5. CNN-LSTM¶

In the previous chapter, we predicted COVID-19 cases in South Korea by using the LSTM model. LSTM was first introduced by Hochreiter & Schmidhuber (1997), and has been developed continuously since.

In this chapter, we will experiment with a different method in order to enhance model performance. There are several ways to enhance model performance, such as changing batch size and number of epochs, dataset curating, adjusting the ratio of the training, validation, and test datasets, changing loss functions and model architectures, and so on. In this chapter, we will improve model performance by changing the model architecture. More specifically, we will see if the CNN-LSTM model can predict COVID-19 cases in South Korea better than the LSTM model.

Firstly, we will load the libraries we will need for this chapter. We will use the basic libraries torch, numpy, and pandas, along with tqdm which shows progress status, and pylab and matplotlib, which are visualization libraries.

import torch
import os
import numpy as np
import pandas as pd
from tqdm import tqdm
import seaborn as sns
from pylab import rcParams
import matplotlib.pyplot as plt
from matplotlib import rc
from sklearn.preprocessing import MinMaxScaler
from pandas.plotting import register_matplotlib_converters
from torch import nn, optim

%matplotlib inline
%config InlineBackend.figure_format='retina'

sns.set(style='whitegrid', palette='muted', font_scale=1.2)
rcParams['figure.figsize'] = 14, 10
register_matplotlib_converters()
RANDOM_SEED = 42
np.random.seed(RANDOM_SEED)
torch.manual_seed(RANDOM_SEED)

<torch._C.Generator at 0x7f782b5c3b88>

5.1 Download Datasets and Pre-Processing¶

We will load the cumulative South Korean COVID-19 cases dataset for the modeling practice. We will use the code we deployed in chapter 2.1.

!git clone https://github.com/Pseudo-Lab/Tutorial-Book-Utils
!python Tutorial-Book-Utils/PL_data_loader.py --data COVIDTimeSeries
!unzip -q COVIDTimeSeries.zip

Cloning into 'Tutorial-Book-Utils'...
remote: Enumerating objects: 24, done.
remote: Counting objects: 100% (24/24), done.
remote: Compressing objects: 100% (20/20), done.
remote: Total 24 (delta 6), reused 14 (delta 3), pack-reused 0
Unpacking objects: 100% (24/24), done.
COVIDTimeSeries.zip is done!

After loading the COVID-19 dataset through the pandas library, we will perform data pre-processing, using the same method we used in chapter 3. The time period for the data will be from January 22, 2020 to December 18, 2020.

::::::

§ **Problem 1**
In the CNN-LSTM chapter, repeat word for word the part from "<torch._C.Generator at 0x7f782b5c3b88>" to "objects: 24, done.".
§ **Problem 2**
Which libraries are named by the sentence in the CNN-LSTM chapter that starts "We will use the basic libraries"? List all of them.
§ **Problem 3**
Resume the CNN-LSTM chapter, starting right after its last sentence.

(Items from a dataset)

::::::

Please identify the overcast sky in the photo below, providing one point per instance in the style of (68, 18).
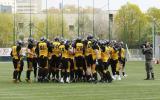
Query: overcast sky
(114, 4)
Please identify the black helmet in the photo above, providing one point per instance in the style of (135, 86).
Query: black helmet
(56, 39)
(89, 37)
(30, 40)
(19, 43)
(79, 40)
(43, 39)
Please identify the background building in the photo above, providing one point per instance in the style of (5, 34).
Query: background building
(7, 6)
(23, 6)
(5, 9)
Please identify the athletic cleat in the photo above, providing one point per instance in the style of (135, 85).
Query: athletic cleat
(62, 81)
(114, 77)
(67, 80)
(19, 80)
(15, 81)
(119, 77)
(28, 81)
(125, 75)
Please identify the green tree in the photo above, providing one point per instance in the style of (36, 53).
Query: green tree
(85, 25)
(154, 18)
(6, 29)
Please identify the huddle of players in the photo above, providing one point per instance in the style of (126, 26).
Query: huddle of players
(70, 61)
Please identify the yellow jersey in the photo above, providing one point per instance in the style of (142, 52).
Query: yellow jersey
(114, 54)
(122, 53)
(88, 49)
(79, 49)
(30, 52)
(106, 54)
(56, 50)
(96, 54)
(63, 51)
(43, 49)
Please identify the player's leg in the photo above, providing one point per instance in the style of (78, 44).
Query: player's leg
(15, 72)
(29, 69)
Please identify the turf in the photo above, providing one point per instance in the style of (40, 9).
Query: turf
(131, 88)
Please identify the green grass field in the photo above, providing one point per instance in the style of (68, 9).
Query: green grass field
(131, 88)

::::::

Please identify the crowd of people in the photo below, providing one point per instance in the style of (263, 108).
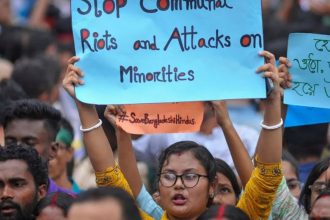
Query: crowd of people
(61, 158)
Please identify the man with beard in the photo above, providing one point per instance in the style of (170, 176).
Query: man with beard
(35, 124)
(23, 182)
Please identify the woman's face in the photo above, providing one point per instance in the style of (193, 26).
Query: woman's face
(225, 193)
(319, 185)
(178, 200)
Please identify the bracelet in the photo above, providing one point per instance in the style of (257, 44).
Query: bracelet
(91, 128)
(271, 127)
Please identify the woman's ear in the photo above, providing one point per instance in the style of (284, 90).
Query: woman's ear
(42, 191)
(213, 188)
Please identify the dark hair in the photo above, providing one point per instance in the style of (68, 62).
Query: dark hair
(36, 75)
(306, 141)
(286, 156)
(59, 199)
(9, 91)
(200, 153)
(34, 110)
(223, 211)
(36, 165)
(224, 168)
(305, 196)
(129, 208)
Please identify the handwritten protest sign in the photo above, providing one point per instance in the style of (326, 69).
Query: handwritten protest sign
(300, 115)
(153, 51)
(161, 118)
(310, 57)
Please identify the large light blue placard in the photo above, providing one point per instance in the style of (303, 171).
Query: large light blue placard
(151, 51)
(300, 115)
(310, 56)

::::::

§ **Output 1**
<torch._C.Generator at 0x7f782b5c3b88>

5.1 Download Datasets and Pre-Processing¶

We will load the cumulative South Korean COVID-19 cases dataset for the modeling practice. We will use the code we deployed in chapter 2.1.

!git clone https://github.com/Pseudo-Lab/Tutorial-Book-Utils
!python Tutorial-Book-Utils/PL_data_loader.py --data COVIDTimeSeries
!unzip -q COVIDTimeSeries.zip

Cloning into 'Tutorial-Book-Utils'...
remote: Enumerating objects: 24, done.

§ **Output 2**
torch, numpy, pandas, tqdm, pylab, matplotlib

§ **Output 3**
# Load the cumulative COVID-19 cases for South Korea.
confirmed = pd.read_csv('time_series_covid19_confirmed_global.csv')
confirmed[confirmed['Country/Region']=='Korea, South']
korea = confirmed[confirmed['Country/Region']=='Korea, South'].iloc[:,4:].T
korea.index = pd.to_datetime(korea.index)
daily_cases = korea.diff().fillna(korea.iloc[0]).astype('int')


def create_sequences(data, seq_length):
    xs = []
    ys = []
    for i in range(len(data)-seq_length):
        x = data.iloc[i:(i+seq_length)]
        y = data.iloc[i+seq_length]
        xs.append(x)
        ys.append(y)
    return np.array(xs), np.array(ys)

# Data transformation for supervised learning data.
seq_length = 5
X, y = create_sequences(daily_cases, seq_length)

# Dividing the dataset into traning, validation, and test sets.
train_size = int(327 * 0.8)
X_train, y_train = X[:train_size], y[:train_size]
X_val, y_val = X[train_size:train_size+33], y[train_size:train_size+33]
X_test, y_test = X[train_size+33:], y[train_size+33:]

MIN = X_train.min()
MAX = X_train.max()

def MinMaxScale(array, min, max):

    return (array - min) / (max - min)

# MinMax scaling
X_train = MinMaxScale(X_train, MIN, MAX)
y_train = MinMaxScale(y_train, MIN, MAX)
X_val = MinMaxScale(X_val, MIN, MAX)
y_val = MinMaxScale(y_val, MIN, MAX)
X_test = MinMaxScale(X_test, MIN, MAX)
y_test = MinMaxScale(y_test, MIN, MAX)

# Tensor transformation
def make_Tensor(array):
    return torch.from_numpy(array).float()

X_train = make_Tensor(X_train)
y_train = make_Tensor(y_train)
X_val = make_Tensor(X_val)
y_val = make_Tensor(y_val)
X_test = make_Tensor(X_test)
y_test = make_Tensor(y_test)

plt.plot(daily_cases.values)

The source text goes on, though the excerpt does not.